- TASK INPUTS
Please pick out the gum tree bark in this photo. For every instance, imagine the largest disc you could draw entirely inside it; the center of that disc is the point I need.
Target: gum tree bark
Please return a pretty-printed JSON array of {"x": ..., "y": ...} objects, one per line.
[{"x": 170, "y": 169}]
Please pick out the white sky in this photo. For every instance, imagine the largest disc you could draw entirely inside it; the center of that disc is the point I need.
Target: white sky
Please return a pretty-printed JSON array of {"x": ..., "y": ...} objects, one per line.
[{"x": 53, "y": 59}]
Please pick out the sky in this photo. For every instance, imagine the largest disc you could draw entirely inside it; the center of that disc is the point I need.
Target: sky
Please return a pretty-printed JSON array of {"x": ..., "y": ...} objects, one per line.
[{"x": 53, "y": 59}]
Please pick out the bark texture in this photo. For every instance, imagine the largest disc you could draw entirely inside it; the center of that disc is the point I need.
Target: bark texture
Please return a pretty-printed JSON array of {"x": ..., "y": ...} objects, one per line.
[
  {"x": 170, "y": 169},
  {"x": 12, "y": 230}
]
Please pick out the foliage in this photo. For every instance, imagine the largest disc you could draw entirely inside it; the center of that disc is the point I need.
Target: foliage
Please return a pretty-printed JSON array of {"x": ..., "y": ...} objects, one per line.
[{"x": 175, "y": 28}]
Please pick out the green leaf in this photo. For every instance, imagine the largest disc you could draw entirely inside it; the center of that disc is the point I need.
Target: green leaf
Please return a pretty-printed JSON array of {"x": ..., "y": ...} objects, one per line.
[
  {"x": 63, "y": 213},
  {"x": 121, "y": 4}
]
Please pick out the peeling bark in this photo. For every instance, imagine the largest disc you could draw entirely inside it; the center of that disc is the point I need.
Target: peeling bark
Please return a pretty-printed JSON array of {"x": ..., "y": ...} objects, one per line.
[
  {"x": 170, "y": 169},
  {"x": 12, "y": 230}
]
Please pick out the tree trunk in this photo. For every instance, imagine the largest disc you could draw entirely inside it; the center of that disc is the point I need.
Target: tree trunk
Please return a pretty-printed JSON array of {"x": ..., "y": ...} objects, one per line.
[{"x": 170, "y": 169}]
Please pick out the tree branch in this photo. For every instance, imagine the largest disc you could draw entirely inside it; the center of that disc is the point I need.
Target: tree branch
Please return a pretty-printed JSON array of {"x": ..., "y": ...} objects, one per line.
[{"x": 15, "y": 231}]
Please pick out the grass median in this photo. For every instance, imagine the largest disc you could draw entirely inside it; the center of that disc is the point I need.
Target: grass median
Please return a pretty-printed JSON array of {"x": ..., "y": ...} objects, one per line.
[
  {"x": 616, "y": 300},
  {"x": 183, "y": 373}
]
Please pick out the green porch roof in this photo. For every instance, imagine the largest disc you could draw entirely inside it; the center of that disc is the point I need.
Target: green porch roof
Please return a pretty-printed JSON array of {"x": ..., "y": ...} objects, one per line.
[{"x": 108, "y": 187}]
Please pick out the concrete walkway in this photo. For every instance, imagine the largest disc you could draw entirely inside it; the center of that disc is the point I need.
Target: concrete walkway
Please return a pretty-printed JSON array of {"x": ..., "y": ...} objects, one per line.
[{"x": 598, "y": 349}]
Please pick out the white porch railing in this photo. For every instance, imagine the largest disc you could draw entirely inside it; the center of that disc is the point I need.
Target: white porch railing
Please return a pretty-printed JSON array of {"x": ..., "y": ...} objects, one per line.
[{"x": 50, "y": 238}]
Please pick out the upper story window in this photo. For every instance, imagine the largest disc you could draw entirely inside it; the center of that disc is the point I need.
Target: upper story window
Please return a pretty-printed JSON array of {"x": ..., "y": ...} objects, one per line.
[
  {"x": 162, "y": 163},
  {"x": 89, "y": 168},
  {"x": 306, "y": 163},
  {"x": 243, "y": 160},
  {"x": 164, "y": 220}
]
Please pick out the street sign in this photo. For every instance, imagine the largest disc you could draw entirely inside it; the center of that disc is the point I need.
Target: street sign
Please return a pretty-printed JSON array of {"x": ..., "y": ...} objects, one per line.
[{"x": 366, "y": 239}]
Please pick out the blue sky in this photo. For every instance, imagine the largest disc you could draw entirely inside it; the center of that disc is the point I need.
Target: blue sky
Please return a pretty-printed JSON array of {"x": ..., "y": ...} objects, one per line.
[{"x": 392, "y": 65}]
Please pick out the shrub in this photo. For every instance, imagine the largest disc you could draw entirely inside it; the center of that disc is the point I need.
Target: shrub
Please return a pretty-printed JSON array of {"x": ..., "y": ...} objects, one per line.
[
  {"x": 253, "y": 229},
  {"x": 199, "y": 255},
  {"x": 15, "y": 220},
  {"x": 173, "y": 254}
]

- REQUEST
Copy out the data shown above without altering anything.

- TASK OUTPUT
Please pick out the gum tree bark in this photo. For every instance, imagine the largest disc you could draw entirely inside it; the center of that disc is the point I need.
Target: gum tree bark
Please return a pretty-printed JSON array of {"x": ..., "y": ...} objects, one per line.
[{"x": 170, "y": 169}]
Please pick out the white sky in this photo. For every instance, imagine the largest disc you could draw entirely inside it; the center of that disc is the point I need.
Target: white sky
Please return a pretty-printed JSON array of {"x": ..., "y": ...} objects, one per line.
[{"x": 53, "y": 59}]
Please pick out the sky in this photo. For every instance, imagine the largest disc you could draw entirely inside it; the center of that disc is the point I need.
Target: sky
Please return a pretty-printed JSON array of {"x": ..., "y": ...} objects, one per line.
[{"x": 53, "y": 59}]
Please pick out the bark texture in this photo. For every instance, imagine the largest disc you could draw entirely inside it; the center of that disc is the point I need.
Target: bark texture
Please return a pretty-printed JSON array of {"x": ..., "y": ...} objects, one per line.
[
  {"x": 170, "y": 169},
  {"x": 12, "y": 230}
]
Please pick out the foliage in this photo. For every instance, imagine the largest disc you could draw entirely inside it; the center of that disc is the point I need.
Target: foliage
Please return a pretty-printed JSON array of {"x": ..., "y": ...} objects, one per line.
[{"x": 175, "y": 28}]
Please pick out the green leaf in this photo. For every instance, imagine the largest disc you could draw entirely inside it; the center of that disc is the point I need.
Target: green leaf
Please return a pretty-printed JSON array of {"x": ..., "y": ...} objects, one per line.
[
  {"x": 63, "y": 213},
  {"x": 121, "y": 4}
]
Please pick out the peeling bark in this photo. For every instance, imagine the largest disc you could draw entirely inside it; the center of that disc is the point I need.
Target: peeling bark
Please return a pretty-printed JSON array of {"x": ..., "y": ...} objects, one per line.
[
  {"x": 170, "y": 169},
  {"x": 12, "y": 230}
]
Please pick out the tree trunk in this photo. For every instance, imagine the largest disc you could draw entirely inside it; the center of that disc is the point I need.
Target: tree trunk
Please return a pretty-printed JSON array of {"x": ..., "y": ...} objects, one per line.
[{"x": 170, "y": 169}]
Please pick out the tree branch in this photo. For every instance, imagine the largest disc you could draw entirely inside it; the center of that disc is the point I need.
Target: tree branch
Please return a pretty-printed JSON array of {"x": ..., "y": ...} objects, one per line.
[{"x": 15, "y": 231}]
Please pick out the grass median in this photo. For every instance, imagine the largest disc you could draw entirely inside it; the center of that disc is the point I need.
Target: grass median
Please return a pretty-printed JSON array of {"x": ..., "y": ...} objects, one per line.
[
  {"x": 616, "y": 300},
  {"x": 183, "y": 373}
]
Please pick out the green porch roof in this photo. For every instance, imagine the largest disc you could draw entirely inside it; the center of that disc is the point I need.
Target: green porch roof
Please return a pretty-printed JSON array of {"x": ..., "y": ...} objects, one per line.
[{"x": 108, "y": 187}]
Please pick out the concrete walkway in this photo. For every instance, imagine the largest disc you could draw entirely inside it; the center of that disc is the point I need.
Target: concrete walkway
Please return a pretty-printed JSON array of {"x": ..., "y": ...} objects, one per line.
[{"x": 598, "y": 349}]
Please pick out the white porch railing in this photo. For every instance, imagine the largest disc you could draw entirely inside it; the center of that disc is the point I need.
Target: white porch railing
Please return a pretty-printed JSON array of {"x": ..., "y": ...} objects, one per line.
[{"x": 50, "y": 238}]
Please pick out the upper story window in this photo. For every instance, imagine the largest disc you could draw entirely inside it; the center of that disc is the point I need.
Target: upper story window
Please return a pretty-printed JSON array of {"x": ..., "y": ...} objects, one per line.
[
  {"x": 162, "y": 163},
  {"x": 89, "y": 168},
  {"x": 306, "y": 163},
  {"x": 243, "y": 160},
  {"x": 164, "y": 220}
]
Please pick out the street sign in this photo. For every instance, imagine the largest disc you could draw entirely inside it; the center of that disc is the point I need.
Target: street sign
Please return a pretty-printed JSON array of {"x": ..., "y": ...} objects, one per line.
[{"x": 366, "y": 239}]
Please pick out the blue sky in this photo. For every instance, imagine the largest disc you could draw entirely inside it; the center of that disc is the point I need.
Target: blue sky
Please return a pretty-printed JSON array of {"x": ..., "y": ...} objects, one per line.
[{"x": 392, "y": 65}]
Please pick out the shrub in this photo. For every instance, imagine the largest disc you could draw entirely inside it; the center of that disc is the point I need.
Target: shrub
Please return a pretty-printed JSON array of {"x": ..., "y": ...} objects, one per line.
[
  {"x": 253, "y": 229},
  {"x": 199, "y": 255},
  {"x": 15, "y": 220},
  {"x": 173, "y": 254}
]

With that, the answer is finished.